PROVIDED ENTRIES section start

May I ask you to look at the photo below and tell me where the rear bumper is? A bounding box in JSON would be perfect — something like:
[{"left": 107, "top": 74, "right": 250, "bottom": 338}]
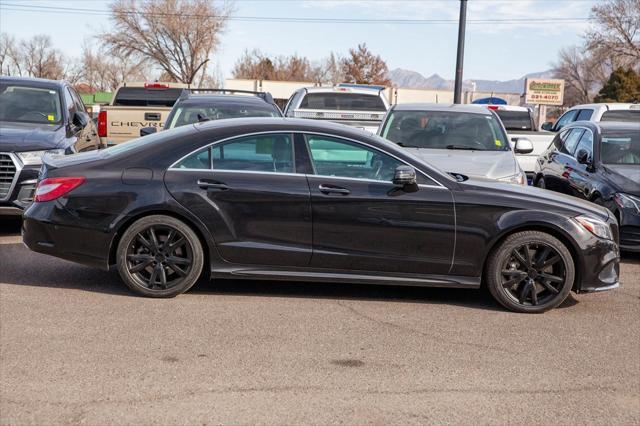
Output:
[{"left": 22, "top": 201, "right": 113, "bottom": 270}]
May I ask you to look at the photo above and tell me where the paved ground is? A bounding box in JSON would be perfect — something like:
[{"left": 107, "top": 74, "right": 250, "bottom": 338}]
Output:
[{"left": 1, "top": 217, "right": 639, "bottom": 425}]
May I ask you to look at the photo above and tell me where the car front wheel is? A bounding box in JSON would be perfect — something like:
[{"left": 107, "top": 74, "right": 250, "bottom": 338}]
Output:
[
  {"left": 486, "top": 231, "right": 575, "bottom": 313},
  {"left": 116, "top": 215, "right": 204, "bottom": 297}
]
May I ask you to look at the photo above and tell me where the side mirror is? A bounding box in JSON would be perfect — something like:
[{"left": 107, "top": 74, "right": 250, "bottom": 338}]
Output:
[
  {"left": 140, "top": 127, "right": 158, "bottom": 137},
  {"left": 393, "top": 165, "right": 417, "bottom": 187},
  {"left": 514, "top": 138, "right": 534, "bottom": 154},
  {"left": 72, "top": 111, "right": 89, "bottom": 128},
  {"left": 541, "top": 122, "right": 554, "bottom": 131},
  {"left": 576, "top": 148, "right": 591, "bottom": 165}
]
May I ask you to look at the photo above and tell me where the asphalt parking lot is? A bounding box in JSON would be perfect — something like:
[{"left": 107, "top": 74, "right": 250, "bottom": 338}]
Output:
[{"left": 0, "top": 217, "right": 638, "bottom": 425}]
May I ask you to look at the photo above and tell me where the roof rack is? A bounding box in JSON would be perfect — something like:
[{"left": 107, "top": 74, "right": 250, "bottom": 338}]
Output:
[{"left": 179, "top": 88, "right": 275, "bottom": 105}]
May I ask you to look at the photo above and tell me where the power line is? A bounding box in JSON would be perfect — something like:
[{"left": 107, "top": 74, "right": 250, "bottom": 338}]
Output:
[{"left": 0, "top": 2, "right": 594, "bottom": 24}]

PROVIDED ENTRIES section end

- **HOW TO COMPLETE THIS TASK**:
Reproduce the listing above exactly from the line containing "where the asphalt" through its last line, with both of those lines included.

- **SOLVED EXERCISE**:
May I ask you to look at the photo above and tell me where the asphalt parking lot is? A bounding box in JSON would be perfect — something like:
[{"left": 107, "top": 74, "right": 250, "bottom": 338}]
Output:
[{"left": 0, "top": 217, "right": 638, "bottom": 425}]
May I ask you to look at the photo above and tell me where the roof rack is? A bounding box in JSON would be perfect — something like:
[{"left": 107, "top": 74, "right": 250, "bottom": 338}]
Output:
[{"left": 179, "top": 88, "right": 275, "bottom": 105}]
May I ask you to look at the photo above and tell me where the power line is? A bounding box in JSON would be perfect — something like:
[{"left": 107, "top": 74, "right": 250, "bottom": 338}]
Output:
[{"left": 0, "top": 2, "right": 594, "bottom": 24}]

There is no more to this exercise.